Stored data entries:
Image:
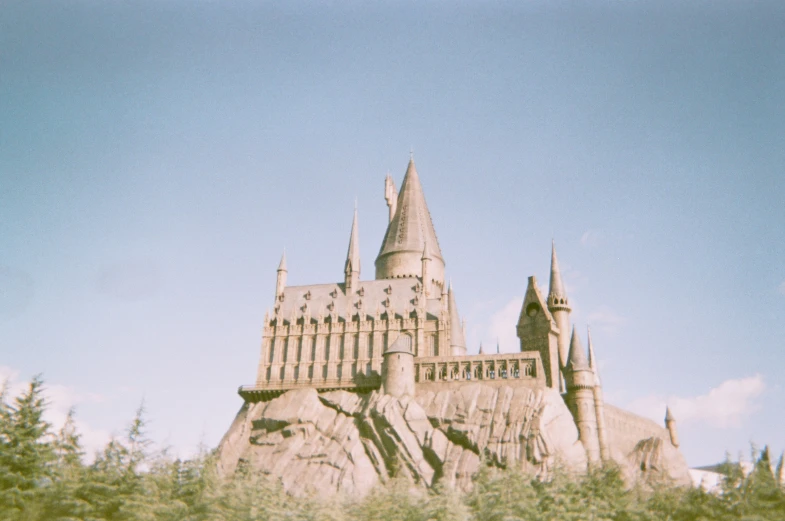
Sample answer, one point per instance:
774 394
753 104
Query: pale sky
156 158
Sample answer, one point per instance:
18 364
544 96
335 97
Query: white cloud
724 406
591 238
60 399
606 320
502 326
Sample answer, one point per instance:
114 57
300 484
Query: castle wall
327 352
626 429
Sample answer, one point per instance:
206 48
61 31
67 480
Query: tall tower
426 272
351 268
599 403
457 337
559 306
537 332
280 280
407 232
670 424
580 397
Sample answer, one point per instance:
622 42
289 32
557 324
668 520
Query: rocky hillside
345 442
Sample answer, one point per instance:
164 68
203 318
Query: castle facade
401 332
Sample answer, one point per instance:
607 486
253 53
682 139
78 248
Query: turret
457 337
599 403
559 306
351 268
580 397
390 195
426 274
407 233
670 424
398 368
537 331
280 280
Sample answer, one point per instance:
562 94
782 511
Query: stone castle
399 339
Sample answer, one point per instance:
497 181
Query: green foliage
43 476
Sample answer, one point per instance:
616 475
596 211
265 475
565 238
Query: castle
402 333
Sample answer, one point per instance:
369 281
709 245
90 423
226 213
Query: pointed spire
457 338
426 251
576 360
408 233
353 254
557 296
592 358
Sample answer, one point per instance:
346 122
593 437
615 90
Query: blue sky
156 158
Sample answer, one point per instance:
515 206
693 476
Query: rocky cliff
344 442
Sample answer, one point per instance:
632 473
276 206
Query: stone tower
559 306
537 331
407 233
580 397
457 336
670 424
599 403
398 368
280 280
352 265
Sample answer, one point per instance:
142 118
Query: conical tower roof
576 360
556 290
408 232
353 254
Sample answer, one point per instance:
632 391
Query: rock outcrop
345 442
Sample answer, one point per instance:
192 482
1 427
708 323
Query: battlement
507 367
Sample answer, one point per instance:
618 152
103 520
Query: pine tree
26 451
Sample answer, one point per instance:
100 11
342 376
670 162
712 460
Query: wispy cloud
606 320
502 327
724 406
591 238
60 399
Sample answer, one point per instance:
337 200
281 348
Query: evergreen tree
26 451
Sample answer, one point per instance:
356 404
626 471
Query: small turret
426 275
398 368
559 306
390 195
670 424
280 281
537 331
457 337
580 397
599 403
351 268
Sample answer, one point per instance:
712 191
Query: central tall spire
352 265
410 229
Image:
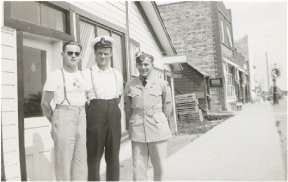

Exercise. Write out the whole of the data exactly; the pictures stay out.

Output of the exercise.
Image:
Sample answer, one point per instance:
774 394
753 104
Query: pale sky
156 158
Sample answer, one point per instance:
18 364
544 96
335 97
Query: white cloud
724 406
591 238
60 399
606 320
502 326
Sample answer, one point per instance:
114 57
300 484
Query: castle wall
327 352
626 429
Sample answer, one point per instance:
206 48
61 31
67 480
Query: tall tower
426 272
351 268
599 403
457 337
559 306
537 332
280 280
407 232
670 424
580 397
Sample answer, one point per instance:
622 42
289 32
557 324
668 520
Query: rocky hillside
345 442
Sample answer, one point per instance:
164 68
203 318
Query: castle facade
401 332
Sample answer, one point per instance:
607 486
253 53
682 139
78 248
Query: turret
457 337
599 403
559 306
351 268
580 397
390 195
426 274
407 233
670 424
398 368
537 331
280 280
Sample answer, one point per instance:
562 94
782 511
Query: stone castle
399 339
Sample answer, one point per instance:
497 181
Query: green foliage
43 476
Sample answer, one point per instance:
616 475
596 211
265 475
565 238
Query: castle
402 333
Sample answer, one point per instance:
369 281
709 245
90 423
226 213
Query: pointed spire
457 338
426 251
576 360
408 233
353 254
557 296
592 358
Sample answer, one point per instance:
346 122
593 437
615 90
Query: blue sky
156 158
Sample answer, one point per instance:
515 206
693 476
Query: rocky cliff
344 442
Sample answer, one point per instance:
632 473
276 206
Query: stone tower
559 306
537 331
407 233
580 397
457 336
670 424
599 403
398 368
280 280
352 265
Sample answer, one point per instance:
142 118
Query: conical tower roof
576 360
556 290
408 232
353 254
Sample answer, one point per instance:
632 391
Query: rock outcrop
345 442
Sample answer, one point per instance:
192 482
1 427
708 323
Query: battlement
507 367
Sample answer, one point per instance:
618 152
103 520
Query: pine tree
26 451
Sample answer, one point per instance:
100 11
342 376
670 162
712 460
Query: wispy cloud
606 320
502 327
724 406
591 238
60 399
Sample answer, one point per instance:
337 200
281 348
Query: evergreen tree
26 451
Sample answer, one point per instance:
356 404
626 471
Query: small turret
426 275
398 368
559 306
390 195
670 424
280 281
537 331
457 337
580 397
599 403
351 268
Sample answer, one point per instance:
712 191
Query: central tall spire
352 265
410 229
Image:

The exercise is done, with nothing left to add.